Stated exercise: Format every line of the entries below as a JSON list of strings, with one string per line and no blank lines.

== Material for the task

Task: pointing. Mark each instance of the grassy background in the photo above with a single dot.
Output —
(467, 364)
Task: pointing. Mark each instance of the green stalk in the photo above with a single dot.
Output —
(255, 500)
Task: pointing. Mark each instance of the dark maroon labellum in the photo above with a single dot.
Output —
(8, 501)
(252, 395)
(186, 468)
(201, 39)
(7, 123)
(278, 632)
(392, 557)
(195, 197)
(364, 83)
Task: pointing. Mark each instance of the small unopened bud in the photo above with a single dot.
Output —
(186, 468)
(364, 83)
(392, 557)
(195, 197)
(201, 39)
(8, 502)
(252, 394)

====

Result of the task:
[
  "Task: pointing. Mark each instance of the grassy background in the photo above with a single dot.",
  "Output —",
  "(467, 364)",
  "Task: pointing. Mark each instance of the green stalk in the photo above with a single dot.",
  "Output —",
  "(255, 500)",
  "Task: pointing. Mark each instance of the dark maroon labellum in the photo above with a single dot.",
  "Output —",
  "(8, 501)",
  "(252, 395)",
  "(186, 468)",
  "(201, 39)",
  "(7, 123)",
  "(278, 632)",
  "(392, 557)",
  "(195, 197)",
  "(364, 83)",
  "Task: pointing. Mark each instance of the small unopened bud in the photo above with a single dot.",
  "Output —",
  "(186, 468)",
  "(364, 83)",
  "(392, 557)",
  "(195, 197)",
  "(201, 39)",
  "(8, 502)",
  "(252, 394)"
]